##### Provided material #####

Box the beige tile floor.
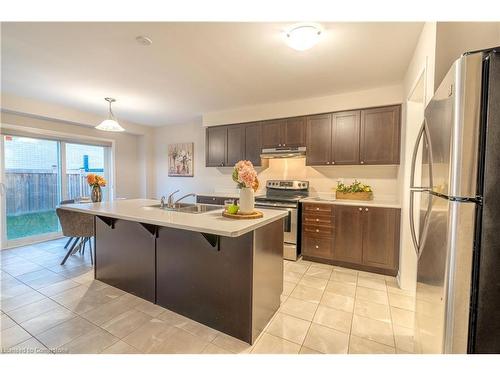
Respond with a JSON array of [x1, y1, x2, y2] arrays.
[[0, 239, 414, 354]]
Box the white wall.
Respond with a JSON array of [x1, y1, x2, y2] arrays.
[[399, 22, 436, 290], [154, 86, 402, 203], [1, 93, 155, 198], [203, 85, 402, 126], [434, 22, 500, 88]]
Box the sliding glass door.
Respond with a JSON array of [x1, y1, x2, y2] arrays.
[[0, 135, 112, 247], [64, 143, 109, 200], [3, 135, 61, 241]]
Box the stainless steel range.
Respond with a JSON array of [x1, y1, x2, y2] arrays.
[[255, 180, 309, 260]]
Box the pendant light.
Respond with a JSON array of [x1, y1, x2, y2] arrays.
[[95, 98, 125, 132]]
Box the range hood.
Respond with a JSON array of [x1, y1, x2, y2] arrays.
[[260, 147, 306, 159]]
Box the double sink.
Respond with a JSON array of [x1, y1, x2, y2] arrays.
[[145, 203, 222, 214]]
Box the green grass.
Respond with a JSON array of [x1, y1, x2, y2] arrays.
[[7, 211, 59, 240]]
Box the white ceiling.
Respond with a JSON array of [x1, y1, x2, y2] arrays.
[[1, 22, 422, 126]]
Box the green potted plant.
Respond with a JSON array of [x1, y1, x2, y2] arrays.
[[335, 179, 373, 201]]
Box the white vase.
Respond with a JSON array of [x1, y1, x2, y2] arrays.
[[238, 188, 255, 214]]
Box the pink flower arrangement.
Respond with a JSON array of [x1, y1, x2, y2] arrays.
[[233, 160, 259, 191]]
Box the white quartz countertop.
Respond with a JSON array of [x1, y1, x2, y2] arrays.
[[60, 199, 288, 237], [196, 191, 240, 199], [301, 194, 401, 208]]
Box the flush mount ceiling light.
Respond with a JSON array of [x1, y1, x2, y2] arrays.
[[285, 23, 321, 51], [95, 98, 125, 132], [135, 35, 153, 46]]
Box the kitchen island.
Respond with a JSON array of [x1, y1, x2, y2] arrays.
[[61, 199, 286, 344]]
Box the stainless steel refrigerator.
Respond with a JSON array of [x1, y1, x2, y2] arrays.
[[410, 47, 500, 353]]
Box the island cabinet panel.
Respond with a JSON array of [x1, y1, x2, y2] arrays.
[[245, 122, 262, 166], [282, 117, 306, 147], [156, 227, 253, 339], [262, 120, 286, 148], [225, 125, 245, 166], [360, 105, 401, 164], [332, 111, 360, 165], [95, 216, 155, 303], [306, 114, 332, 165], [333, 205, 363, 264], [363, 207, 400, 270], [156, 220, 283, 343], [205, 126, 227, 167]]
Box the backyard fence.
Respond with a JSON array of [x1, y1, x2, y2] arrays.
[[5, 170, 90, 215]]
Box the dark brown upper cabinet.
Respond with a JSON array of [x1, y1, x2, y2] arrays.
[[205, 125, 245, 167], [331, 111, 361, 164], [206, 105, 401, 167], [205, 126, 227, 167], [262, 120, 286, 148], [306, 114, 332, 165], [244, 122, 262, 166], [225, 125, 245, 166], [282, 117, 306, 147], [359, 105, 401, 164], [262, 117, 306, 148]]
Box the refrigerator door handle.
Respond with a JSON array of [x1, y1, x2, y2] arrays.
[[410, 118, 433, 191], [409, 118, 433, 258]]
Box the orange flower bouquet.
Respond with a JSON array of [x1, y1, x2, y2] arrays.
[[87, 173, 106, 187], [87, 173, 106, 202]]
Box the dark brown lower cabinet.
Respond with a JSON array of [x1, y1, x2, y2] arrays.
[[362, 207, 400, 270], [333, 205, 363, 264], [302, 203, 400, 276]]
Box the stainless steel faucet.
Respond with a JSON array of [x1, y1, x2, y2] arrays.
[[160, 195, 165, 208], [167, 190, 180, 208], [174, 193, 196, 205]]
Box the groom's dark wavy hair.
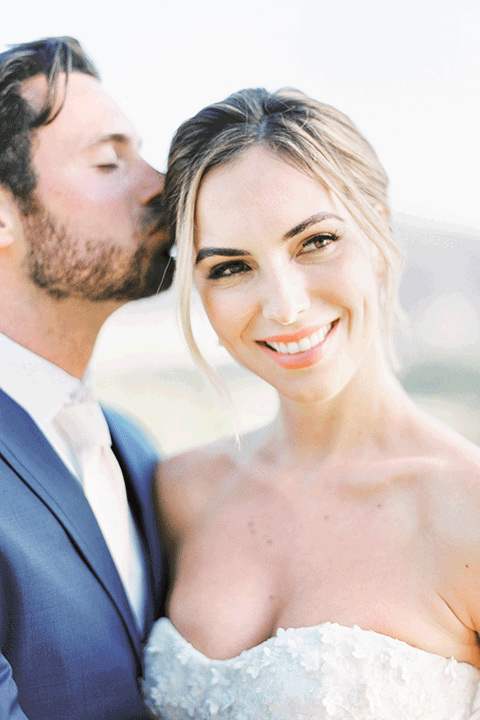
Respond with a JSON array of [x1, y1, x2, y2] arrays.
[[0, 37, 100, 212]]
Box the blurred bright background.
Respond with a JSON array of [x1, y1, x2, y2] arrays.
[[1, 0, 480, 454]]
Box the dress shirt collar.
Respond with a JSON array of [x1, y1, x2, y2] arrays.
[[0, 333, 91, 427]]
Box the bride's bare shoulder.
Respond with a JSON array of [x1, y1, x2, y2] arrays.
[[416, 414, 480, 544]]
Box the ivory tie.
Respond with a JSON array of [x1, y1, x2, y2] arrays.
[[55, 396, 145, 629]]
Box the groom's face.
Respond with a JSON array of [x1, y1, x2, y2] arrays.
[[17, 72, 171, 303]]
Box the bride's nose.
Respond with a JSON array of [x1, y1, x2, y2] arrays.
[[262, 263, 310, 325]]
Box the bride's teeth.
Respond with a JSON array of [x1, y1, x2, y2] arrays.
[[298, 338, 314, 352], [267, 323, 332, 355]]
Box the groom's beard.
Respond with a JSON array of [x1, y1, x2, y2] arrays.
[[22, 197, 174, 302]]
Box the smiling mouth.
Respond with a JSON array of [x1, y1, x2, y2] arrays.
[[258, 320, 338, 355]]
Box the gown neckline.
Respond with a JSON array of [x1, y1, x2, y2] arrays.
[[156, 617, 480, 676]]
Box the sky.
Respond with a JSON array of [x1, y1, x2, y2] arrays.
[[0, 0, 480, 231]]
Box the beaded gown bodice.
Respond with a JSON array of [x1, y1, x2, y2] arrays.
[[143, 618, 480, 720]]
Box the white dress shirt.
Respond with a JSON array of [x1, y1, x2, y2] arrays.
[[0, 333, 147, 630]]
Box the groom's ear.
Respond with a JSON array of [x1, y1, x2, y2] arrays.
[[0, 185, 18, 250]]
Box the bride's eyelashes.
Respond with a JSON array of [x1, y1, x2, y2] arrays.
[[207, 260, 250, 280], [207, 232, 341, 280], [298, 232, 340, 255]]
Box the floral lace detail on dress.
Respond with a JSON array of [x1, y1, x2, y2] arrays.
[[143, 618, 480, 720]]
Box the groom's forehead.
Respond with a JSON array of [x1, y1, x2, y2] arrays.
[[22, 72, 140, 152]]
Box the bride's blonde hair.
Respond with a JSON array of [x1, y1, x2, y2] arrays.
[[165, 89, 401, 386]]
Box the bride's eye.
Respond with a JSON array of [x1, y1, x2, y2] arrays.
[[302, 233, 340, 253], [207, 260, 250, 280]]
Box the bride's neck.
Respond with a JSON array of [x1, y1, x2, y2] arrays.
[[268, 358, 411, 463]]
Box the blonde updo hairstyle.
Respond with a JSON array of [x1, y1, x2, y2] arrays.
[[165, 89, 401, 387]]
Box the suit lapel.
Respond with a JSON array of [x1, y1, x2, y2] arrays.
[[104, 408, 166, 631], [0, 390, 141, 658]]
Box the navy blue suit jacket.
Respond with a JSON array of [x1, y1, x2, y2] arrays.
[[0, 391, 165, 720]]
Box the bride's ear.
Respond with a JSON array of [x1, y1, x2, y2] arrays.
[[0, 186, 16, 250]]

#####
##### Provided material #####

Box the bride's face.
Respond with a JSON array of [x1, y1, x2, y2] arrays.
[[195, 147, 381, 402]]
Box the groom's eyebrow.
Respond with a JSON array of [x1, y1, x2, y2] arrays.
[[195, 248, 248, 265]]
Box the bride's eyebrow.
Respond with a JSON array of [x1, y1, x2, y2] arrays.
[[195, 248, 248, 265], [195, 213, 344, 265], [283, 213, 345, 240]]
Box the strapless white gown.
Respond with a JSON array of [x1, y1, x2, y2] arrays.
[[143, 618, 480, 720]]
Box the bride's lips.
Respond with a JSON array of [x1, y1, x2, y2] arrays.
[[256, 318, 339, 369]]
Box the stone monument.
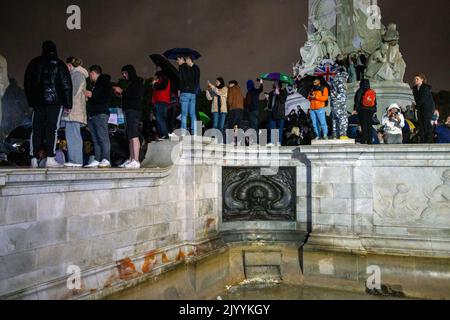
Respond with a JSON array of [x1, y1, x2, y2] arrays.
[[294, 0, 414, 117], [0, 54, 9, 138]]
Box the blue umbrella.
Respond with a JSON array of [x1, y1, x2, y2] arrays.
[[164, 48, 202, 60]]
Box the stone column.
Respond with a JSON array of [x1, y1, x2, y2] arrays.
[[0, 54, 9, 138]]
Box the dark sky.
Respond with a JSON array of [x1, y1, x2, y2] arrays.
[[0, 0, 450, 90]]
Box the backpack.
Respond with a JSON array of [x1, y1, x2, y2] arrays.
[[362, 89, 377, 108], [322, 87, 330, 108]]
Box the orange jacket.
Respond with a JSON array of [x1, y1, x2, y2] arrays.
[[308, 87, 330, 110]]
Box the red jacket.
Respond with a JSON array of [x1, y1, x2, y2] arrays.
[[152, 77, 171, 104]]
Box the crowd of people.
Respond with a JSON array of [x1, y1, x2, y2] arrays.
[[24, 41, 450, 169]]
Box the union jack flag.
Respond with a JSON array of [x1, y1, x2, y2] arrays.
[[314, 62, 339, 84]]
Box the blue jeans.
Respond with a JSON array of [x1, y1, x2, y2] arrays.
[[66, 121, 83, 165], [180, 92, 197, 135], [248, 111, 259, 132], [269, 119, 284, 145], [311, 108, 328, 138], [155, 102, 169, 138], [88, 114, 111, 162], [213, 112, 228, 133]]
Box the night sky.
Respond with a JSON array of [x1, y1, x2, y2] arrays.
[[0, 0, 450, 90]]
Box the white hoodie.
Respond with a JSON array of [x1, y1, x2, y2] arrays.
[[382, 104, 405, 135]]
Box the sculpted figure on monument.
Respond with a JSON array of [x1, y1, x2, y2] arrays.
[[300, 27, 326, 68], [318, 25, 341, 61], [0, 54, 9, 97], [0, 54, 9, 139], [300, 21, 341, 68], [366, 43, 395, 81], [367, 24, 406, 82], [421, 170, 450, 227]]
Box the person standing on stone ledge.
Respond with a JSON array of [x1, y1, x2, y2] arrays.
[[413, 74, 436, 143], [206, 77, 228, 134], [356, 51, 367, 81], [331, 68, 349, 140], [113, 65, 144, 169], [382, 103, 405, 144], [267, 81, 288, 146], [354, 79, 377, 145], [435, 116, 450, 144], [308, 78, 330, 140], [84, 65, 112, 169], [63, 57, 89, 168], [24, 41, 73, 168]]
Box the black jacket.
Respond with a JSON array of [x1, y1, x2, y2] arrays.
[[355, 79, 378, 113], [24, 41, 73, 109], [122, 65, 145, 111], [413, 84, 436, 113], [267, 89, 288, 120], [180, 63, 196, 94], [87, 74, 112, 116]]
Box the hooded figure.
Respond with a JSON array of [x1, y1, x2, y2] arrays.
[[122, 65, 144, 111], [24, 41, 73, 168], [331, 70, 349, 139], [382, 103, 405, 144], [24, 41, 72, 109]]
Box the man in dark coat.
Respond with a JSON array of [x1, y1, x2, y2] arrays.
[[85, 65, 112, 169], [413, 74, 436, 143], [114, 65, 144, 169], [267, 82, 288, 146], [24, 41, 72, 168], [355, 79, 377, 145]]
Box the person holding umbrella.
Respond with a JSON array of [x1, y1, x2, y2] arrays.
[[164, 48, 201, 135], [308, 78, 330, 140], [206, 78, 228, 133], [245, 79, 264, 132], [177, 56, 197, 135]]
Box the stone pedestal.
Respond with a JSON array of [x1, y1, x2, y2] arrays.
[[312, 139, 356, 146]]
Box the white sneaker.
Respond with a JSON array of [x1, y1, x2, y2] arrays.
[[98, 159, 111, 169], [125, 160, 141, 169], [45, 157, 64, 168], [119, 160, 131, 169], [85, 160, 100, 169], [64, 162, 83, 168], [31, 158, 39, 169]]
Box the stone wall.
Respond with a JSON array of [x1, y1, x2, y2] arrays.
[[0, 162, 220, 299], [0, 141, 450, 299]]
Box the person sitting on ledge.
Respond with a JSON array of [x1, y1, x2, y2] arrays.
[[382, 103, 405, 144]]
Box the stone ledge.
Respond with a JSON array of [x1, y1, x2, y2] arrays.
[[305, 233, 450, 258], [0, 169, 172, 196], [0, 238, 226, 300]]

#####
##### Provided material #####

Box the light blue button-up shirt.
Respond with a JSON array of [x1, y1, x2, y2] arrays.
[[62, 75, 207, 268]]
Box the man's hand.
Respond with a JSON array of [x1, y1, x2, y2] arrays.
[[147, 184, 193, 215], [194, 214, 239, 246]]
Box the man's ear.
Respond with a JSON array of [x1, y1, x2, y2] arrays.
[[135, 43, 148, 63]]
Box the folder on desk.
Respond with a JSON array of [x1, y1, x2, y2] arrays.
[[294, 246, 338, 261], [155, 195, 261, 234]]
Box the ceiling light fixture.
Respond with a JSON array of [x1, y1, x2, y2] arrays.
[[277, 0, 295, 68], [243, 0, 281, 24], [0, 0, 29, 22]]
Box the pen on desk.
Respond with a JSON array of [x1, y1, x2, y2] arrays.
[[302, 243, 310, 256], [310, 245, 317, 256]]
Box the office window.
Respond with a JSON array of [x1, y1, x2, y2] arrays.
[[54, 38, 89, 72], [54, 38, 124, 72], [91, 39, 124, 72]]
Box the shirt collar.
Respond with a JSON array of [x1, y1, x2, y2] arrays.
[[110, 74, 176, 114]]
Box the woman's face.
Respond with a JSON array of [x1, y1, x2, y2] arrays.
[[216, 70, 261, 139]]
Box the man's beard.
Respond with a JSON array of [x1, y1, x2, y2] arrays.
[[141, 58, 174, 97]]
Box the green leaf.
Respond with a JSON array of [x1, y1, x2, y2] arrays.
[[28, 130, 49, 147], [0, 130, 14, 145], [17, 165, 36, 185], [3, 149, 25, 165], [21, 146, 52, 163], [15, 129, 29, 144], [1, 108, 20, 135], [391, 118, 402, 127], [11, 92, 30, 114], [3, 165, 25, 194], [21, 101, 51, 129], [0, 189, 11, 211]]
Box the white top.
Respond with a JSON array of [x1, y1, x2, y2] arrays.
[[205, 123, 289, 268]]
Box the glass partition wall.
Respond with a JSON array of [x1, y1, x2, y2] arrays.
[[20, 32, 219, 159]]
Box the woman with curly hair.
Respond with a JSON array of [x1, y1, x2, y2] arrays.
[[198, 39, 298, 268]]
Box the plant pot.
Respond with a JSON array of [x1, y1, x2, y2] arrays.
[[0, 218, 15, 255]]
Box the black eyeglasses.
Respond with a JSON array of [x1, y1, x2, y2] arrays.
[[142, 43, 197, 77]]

#####

▶ Instruction
Please repeat the records word for word, beginning at the line that contains "Box the night sky." and going on through the line that contains "[[382, 104, 405, 135]]", both ends included.

▶ The reply
Box the night sky.
Respond with a JSON array of [x1, y1, x2, y2] arrays.
[[0, 0, 450, 90]]
Box the white hoodie.
Respond with a JSON array of [x1, y1, x2, y2] arrays.
[[382, 104, 405, 135]]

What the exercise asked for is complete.